MATERIALS PROVIDED:
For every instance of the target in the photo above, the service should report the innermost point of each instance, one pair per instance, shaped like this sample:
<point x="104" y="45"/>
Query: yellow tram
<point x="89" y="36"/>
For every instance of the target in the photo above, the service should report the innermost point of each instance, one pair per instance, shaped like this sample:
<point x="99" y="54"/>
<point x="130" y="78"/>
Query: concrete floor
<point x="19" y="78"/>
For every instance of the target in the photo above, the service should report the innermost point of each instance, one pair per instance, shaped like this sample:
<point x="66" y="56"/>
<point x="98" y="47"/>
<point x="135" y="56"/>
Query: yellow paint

WHAT YOU NEED TO DO: Copy the records above, keeping each line identical.

RESPONSE FOR THIS EXERCISE:
For every instance of the target in the photo above, the service should report the innermost point of each instance, one pair per instance, shaped like this sample:
<point x="104" y="45"/>
Query: yellow tram
<point x="89" y="36"/>
For every instance of the target in the photo above, the service should report the innermost point of each instance, one pair per instance, shaped like this sample:
<point x="99" y="54"/>
<point x="130" y="78"/>
Query: concrete floor
<point x="19" y="78"/>
For every instance of the target in the photo above, the service should report the innermost point of each instance, one pair per instance, shaped like this sample:
<point x="66" y="56"/>
<point x="98" y="47"/>
<point x="135" y="56"/>
Query: yellow paint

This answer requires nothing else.